SOURCE INFORMATION:
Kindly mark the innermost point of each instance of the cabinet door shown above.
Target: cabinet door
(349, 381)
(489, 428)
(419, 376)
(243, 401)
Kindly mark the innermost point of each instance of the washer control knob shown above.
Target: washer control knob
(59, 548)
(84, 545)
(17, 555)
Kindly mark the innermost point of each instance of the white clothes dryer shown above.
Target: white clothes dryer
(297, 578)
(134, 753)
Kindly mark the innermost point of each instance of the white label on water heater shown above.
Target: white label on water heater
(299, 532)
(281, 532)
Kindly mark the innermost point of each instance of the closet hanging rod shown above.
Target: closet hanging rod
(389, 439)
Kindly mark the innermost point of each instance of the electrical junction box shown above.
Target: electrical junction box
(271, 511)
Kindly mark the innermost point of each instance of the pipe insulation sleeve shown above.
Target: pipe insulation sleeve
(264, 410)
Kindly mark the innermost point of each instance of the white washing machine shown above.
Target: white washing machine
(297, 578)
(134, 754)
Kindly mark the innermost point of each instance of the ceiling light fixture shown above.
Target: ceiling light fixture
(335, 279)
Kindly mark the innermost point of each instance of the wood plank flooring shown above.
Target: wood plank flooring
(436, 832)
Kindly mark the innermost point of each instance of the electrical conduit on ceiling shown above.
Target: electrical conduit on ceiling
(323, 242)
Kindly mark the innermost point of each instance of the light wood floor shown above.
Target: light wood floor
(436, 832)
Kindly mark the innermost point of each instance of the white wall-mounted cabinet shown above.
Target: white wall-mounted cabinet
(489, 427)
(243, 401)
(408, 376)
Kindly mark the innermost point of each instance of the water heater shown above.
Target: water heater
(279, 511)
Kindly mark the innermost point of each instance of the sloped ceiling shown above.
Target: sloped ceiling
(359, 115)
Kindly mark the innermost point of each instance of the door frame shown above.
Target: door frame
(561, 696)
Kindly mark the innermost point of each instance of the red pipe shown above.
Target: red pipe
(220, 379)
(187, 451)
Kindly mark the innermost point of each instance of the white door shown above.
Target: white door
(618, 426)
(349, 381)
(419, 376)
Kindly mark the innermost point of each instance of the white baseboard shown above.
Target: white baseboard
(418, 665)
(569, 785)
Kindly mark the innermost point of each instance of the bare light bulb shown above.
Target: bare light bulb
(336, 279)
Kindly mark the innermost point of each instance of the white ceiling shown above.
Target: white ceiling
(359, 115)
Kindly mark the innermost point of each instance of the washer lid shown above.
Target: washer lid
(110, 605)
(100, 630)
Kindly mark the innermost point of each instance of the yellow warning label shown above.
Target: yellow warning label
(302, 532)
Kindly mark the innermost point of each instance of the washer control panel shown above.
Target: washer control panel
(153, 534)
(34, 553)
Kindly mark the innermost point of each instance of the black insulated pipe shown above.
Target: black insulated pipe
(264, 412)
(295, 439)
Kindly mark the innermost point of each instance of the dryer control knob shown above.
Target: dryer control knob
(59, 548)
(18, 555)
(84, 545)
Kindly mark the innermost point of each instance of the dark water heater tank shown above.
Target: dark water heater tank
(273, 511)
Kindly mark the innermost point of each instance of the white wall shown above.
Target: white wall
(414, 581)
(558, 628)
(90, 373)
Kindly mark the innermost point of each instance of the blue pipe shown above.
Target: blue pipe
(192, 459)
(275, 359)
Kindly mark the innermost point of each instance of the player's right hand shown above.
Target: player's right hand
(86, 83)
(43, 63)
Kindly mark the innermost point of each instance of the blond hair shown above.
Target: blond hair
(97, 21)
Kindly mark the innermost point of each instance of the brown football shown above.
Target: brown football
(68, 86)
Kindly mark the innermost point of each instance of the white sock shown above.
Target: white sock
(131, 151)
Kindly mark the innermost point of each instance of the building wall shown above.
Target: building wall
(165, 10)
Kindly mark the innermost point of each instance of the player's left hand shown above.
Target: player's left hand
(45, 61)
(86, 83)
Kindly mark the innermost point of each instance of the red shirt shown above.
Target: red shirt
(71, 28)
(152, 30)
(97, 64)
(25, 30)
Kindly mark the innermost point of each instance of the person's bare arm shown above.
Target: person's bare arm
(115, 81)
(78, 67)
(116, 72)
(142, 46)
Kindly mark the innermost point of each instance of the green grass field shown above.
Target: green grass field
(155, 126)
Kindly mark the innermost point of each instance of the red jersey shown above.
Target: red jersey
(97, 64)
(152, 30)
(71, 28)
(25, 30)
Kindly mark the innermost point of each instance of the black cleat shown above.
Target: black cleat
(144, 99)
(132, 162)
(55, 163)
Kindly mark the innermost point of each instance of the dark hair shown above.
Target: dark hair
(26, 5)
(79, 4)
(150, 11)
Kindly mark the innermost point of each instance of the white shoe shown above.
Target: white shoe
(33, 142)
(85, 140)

EXERCISE OBJECTIVE: Every record should be output precisely as it was given.

OUTPUT:
Kindly mark the innermost point of each instance of the cabinet door shown above.
Target: cabinet door
(349, 381)
(489, 428)
(419, 376)
(243, 401)
Kindly mark the innermost point of each instance of the washer control knob shown above.
Target: washer control knob
(59, 548)
(84, 545)
(17, 555)
Kindly mark the innermost point of each instance of the white clothes dryer shown above.
Target: white clothes dryer
(297, 578)
(134, 753)
Kindly mark the innermost point of each instance of the white label on water heater shown above.
Target: white label on water heater
(299, 532)
(281, 532)
Kindly mark the innermost point of each instance of the closet hanging rod shown above.
Target: closet hanging rod
(389, 439)
Kindly mark the innermost point of each instance of the electrical junction box shown above.
Target: electrical junction box
(271, 511)
Kindly mark the innermost point of each instance of the pipe insulation sleeve shown above.
Target: pipe insulation sleeve
(264, 410)
Kindly mark the innermost point of each instance of the white washing machine shown above.
Target: white washing machine
(297, 578)
(134, 754)
Kindly mark the innermost point of each instance of the ceiling light fixture shown above.
Target: ceiling light fixture
(335, 279)
Kindly mark the innermost point of each instance of the wood plank flooring shown above.
Target: wood plank flooring
(436, 832)
Kindly mark the innermost point of each instance of the electrical conduit on ceiling shown above.
Target: electrical conduit on ceiling
(323, 242)
Kindly mark the innermost point of each instance of the light wood floor shown above.
Target: light wood floor
(436, 832)
Kindly mark the innermost point of each instance of the white wall-mounted cabinet shown above.
Target: white wall-mounted cabinet
(489, 427)
(243, 401)
(408, 376)
Kindly mark the innermost point of each instance of the water heater shown above.
Target: water heater
(279, 511)
Kindly mark the innermost point of each instance of the sloped ceiling shown above.
Target: sloped ceiling
(359, 115)
Kindly mark the innermost point of each instance of the door frame shown above.
Target: door frame
(561, 696)
Kindly mark the innermost point of each instance of the red pipe shown above.
Target: red pipe
(220, 379)
(187, 451)
Kindly mark the innermost point of each instance of the white door shown above.
Target: white door
(618, 426)
(349, 381)
(419, 376)
Kindly mark the innermost point of each instance of the white baseboard shown above.
Target: white baseboard
(418, 665)
(569, 785)
Kindly mark the innermost point of each instance of the bare light bulb shown above.
Target: bare light bulb
(336, 279)
Kindly mark the innermost point of each instance of the white ceiling shown above.
Target: white ceiling
(359, 115)
Kindly mark the innermost point of each instance of the washer lid shown above.
Target: washer lid
(110, 605)
(100, 630)
Kindly mark the innermost point of each instance of the yellow warning label shown above.
Target: yellow warning label
(302, 532)
Kindly mark the innermost point of each instance of the washer control panel shown above.
Target: washer control panel
(153, 534)
(34, 553)
Kindly mark the innermost point of each instance of the black insulated pipe shown above.
Target: black insulated pipe
(264, 412)
(295, 439)
Kindly mark the innermost point of each instance of the dryer control knob shown above.
Target: dryer control knob
(59, 548)
(18, 555)
(84, 545)
Kindly mark the innermost point of each instance of the dark water heater tank shown above.
Target: dark water heater tank
(273, 511)
Kindly mark the innermost point of each instance of the white wall shown above.
Target: white wall
(414, 581)
(558, 628)
(90, 373)
Kindly mark the innermost point of each instance of the blue pipe shown above.
Target: blue pipe
(192, 459)
(275, 359)
Kindly mark the innermost point of each instance of the player's right hand shown above.
Target: player's right hand
(86, 83)
(43, 63)
Kindly mark the innermost point of each instance of the blond hair shown above.
Target: blond hair
(97, 21)
Kindly mark the innermost point of each instance of the brown football shown above.
Target: brown football
(68, 86)
Kindly mark the innermost point of each instance of the white sock shown above.
Target: white sock
(131, 151)
Kindly mark the innermost point of each instance of the building wall shown above.
Target: building wall
(165, 10)
Kindly mark the innermost point of each instance of the player's left hand shown above.
Target: player's left hand
(45, 61)
(86, 83)
Kindly mark the innermost point of each instance of the red shirt shown above.
Target: red shirt
(71, 28)
(152, 30)
(97, 64)
(25, 30)
Kindly mark the innermost point of each instance of the person's bare arm shown above.
Target: person's bare arm
(115, 81)
(78, 67)
(116, 72)
(142, 46)
Kindly mark the innermost point of each instance of the green grass field shown above.
Target: green grass field
(155, 126)
Kindly mark the innermost point of each instance of the red jersey shown above.
Target: red jersey
(97, 64)
(152, 30)
(71, 28)
(25, 30)
Kindly mark the innermost point of each instance of the black cleat shown above.
Target: black cleat
(144, 99)
(132, 162)
(55, 163)
Kindly mark the innermost point of each instance of the dark hair shown above.
Target: dark hair
(26, 5)
(79, 4)
(150, 11)
Kindly mark the innermost point of each instance of the white shoe shown above.
Target: white shoe
(33, 142)
(85, 140)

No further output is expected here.